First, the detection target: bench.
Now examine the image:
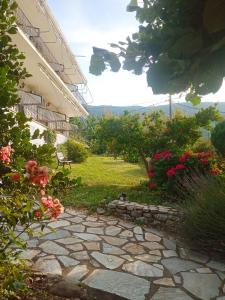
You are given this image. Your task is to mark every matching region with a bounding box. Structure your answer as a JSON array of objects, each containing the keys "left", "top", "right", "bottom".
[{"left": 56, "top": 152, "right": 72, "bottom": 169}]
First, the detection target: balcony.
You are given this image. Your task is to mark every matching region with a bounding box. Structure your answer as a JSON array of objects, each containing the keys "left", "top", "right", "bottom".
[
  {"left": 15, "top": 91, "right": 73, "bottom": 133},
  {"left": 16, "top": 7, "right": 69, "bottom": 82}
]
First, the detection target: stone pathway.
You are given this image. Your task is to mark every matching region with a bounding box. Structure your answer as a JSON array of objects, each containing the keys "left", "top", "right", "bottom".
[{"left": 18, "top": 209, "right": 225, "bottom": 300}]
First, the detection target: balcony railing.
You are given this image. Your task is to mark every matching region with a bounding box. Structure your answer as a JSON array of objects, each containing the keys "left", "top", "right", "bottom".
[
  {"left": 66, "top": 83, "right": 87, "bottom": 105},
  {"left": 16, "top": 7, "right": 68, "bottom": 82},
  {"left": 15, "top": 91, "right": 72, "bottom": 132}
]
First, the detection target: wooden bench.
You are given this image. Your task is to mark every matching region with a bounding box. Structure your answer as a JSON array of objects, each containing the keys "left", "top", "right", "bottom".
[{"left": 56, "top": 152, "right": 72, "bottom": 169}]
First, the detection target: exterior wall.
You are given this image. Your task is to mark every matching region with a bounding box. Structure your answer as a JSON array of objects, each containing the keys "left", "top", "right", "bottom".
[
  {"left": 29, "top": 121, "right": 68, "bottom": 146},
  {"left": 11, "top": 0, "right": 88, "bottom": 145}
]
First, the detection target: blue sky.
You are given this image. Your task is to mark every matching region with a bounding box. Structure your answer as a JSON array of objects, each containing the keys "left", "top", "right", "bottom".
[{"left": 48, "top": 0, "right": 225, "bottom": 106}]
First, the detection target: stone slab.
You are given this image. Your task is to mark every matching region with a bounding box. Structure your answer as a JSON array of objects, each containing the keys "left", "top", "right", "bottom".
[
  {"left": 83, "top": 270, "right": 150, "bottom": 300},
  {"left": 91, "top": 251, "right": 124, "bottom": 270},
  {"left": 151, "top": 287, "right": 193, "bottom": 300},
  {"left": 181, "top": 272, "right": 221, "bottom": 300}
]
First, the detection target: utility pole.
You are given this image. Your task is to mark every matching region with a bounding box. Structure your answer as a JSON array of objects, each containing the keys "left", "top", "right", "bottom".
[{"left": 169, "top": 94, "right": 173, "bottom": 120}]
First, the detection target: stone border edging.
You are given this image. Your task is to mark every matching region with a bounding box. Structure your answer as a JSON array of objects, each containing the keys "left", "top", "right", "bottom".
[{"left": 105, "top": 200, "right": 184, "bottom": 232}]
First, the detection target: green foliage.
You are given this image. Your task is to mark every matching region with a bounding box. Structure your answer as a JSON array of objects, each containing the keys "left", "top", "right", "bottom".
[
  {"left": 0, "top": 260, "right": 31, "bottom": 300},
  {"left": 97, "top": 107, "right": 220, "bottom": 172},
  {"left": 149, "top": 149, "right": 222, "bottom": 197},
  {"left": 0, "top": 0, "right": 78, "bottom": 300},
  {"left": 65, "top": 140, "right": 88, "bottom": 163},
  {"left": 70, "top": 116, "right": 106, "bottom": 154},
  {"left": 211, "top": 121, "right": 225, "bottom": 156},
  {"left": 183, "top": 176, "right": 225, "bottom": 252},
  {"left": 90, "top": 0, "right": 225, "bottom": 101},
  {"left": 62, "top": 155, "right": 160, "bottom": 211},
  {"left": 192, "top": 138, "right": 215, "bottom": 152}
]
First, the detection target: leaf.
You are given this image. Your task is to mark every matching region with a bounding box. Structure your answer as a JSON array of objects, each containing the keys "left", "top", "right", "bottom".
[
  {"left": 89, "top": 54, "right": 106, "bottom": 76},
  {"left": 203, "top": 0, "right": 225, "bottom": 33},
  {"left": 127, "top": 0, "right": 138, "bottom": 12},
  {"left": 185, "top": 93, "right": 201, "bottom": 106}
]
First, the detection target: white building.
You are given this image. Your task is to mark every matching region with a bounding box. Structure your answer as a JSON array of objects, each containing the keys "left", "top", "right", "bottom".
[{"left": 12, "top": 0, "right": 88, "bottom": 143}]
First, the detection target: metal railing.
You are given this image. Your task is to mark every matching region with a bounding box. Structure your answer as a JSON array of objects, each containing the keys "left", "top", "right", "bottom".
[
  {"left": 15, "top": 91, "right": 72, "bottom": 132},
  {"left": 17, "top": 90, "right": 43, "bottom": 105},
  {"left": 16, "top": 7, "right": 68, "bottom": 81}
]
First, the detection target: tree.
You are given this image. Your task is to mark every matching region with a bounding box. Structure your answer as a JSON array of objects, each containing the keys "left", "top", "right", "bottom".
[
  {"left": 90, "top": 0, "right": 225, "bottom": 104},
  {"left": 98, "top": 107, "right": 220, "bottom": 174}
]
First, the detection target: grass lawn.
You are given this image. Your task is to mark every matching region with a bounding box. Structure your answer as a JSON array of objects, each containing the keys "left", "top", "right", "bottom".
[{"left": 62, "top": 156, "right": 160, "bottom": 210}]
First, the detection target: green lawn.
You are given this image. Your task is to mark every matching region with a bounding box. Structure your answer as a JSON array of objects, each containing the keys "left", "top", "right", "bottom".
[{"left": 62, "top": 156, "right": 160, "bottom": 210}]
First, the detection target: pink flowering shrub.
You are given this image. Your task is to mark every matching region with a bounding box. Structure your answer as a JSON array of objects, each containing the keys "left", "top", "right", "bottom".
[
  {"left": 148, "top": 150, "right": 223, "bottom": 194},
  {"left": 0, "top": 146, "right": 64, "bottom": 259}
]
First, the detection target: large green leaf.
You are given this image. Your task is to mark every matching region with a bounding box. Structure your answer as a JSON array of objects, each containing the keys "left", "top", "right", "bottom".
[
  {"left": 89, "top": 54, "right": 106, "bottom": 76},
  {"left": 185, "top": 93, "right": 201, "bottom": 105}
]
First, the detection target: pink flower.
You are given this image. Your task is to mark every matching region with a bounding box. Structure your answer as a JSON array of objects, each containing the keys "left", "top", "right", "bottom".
______
◆ **Prompt**: State how many lines in the rows above contain the string "pink", giving only the number; case counts.

◆ **Problem solution**: 2